+++ AUSGANGSTEXT +++

Bündnis 90 und Grüne haben im Gegensatz zu SPD und Ausländerbeauftragten vorgeschlagen, über eine pragmatische Lösung hinaus den Artikel 116 des Grundgesetzes, der definiert, wer Deutscher ist, neu zu fassen und ein neues Bürgerrecht zu entwickeln, das einer modernen, multiethnischen Gesellschaft entspricht. Als sie diesen Vorschlag einbrachten, gingen die Bürgerrechtler aus dem Osten noch davon aus, daß es möglich sein müßte, im Zuge der Vereinigung in einer grundsätzlichen Debatte über die Verfassung auch so etwas diskutieren zu können. Mittlerweile ist klar, daß die Verfassungskommission nichts bewegen wird und daß eine pragmatische Änderung, wie sie die Ausländerbeauftragte anstrebt, in dieser Legislaturperiode das maximal Erreichbare ist.

+++ DATENSÄTZE +++

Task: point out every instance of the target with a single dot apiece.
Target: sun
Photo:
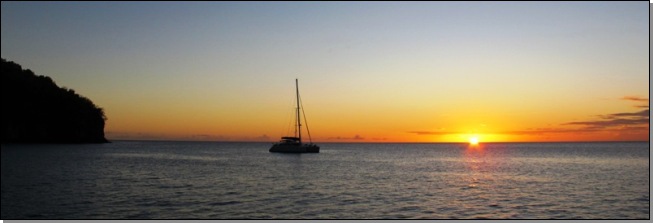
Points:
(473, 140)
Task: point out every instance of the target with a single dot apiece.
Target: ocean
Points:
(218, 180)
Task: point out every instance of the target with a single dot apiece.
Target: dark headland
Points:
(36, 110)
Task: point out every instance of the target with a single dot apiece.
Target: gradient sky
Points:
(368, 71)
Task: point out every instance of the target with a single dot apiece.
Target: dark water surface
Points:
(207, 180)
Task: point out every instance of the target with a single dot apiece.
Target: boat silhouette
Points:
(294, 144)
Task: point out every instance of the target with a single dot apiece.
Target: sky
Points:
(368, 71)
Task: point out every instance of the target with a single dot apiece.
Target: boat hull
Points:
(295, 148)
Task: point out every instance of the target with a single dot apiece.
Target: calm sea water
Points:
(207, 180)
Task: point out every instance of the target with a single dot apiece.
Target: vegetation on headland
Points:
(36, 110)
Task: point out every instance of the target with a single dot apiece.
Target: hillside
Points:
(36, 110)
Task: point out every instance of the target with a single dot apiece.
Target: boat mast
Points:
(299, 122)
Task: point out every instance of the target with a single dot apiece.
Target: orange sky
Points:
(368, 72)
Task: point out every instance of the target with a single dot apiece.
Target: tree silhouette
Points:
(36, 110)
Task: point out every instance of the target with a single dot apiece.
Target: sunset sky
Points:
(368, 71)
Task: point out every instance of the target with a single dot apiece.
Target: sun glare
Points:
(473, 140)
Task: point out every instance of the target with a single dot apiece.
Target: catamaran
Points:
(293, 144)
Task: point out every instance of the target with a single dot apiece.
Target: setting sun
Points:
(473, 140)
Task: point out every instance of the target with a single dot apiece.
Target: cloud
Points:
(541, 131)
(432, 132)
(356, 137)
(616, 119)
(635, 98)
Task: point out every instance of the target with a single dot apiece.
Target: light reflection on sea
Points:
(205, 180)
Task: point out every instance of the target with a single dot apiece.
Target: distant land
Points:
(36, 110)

+++

• [AUFGABENSTELLUNG A]: Nennen Sie alle Parteien, Personengruppen und Gremien, die im Text zum Bürgerrecht erwähnt werden.
• [AUFGABENSTELLUNG B]: Geben Sie aus dem Text zum Bürgerrecht den Abschnitt wortgetreu wieder, der mit den Worten „Bündnis 90 und“ einsetzt und nach „maximal Erreichbare ist.“ endet.
• [AUFGABENSTELLUNG C]: Führen Sie den Text zum Bürgerrecht im Anschluss an seinen letzten Satz weiter.

• [LÖSUNG A]: Bündnis 90 und Grüne; SPD; Ausländerbeauftragte; Bürgerrechtler aus dem Osten; Verfassungskommission

• [LÖSUNG B]:
Bündnis 90 und Grüne haben im Gegensatz zu SPD und Ausländerbeauftragten vorgeschlagen, über eine pragmatische Lösung hinaus den Artikel 116 des Grundgesetzes, der definiert, wer Deutscher ist, neu zu fassen und ein neues Bürgerrecht zu entwickeln, das einer modernen, multiethnischen Gesellschaft entspricht. Als sie diesen Vorschlag einbrachten, gingen die Bürgerrechtler aus dem Osten noch davon aus, daß es möglich sein müßte, im Zuge der Vereinigung in einer grundsätzlichen Debatte über die Verfassung auch so etwas diskutieren zu können. Mittlerweile ist klar, daß die Verfassungskommission nichts bewegen wird und daß eine pragmatische Änderung, wie sie die Ausländerbeauftragte anstrebt, in dieser Legislaturperiode das maximal Erreichbare ist.

• [LÖSUNG C]:
Vorbild: Der Gruppen- antrag zum § 218

In der längerfristigen Perspektive macht sich das Bündnis 90 deshalb für eine Initiative parteiunabhängiger ImmigrantInnen aus Kunst, Gewerkschaften und Universitäten stark, die jüngst in einem offenen Brief an alle Abgeordneten des Bundestages appelliert haben, durch einen Gruppenantrag fraktionsübergreifend dem „Jus soli“ zum Durchbruch zu verhelfen. Kurzfristig fordern die Unterzeichner die doppelte Staatsangehörigkeit, um schnell auch zu spürbaren Erleichterungen für de-facto-Einwanderer zu kommen.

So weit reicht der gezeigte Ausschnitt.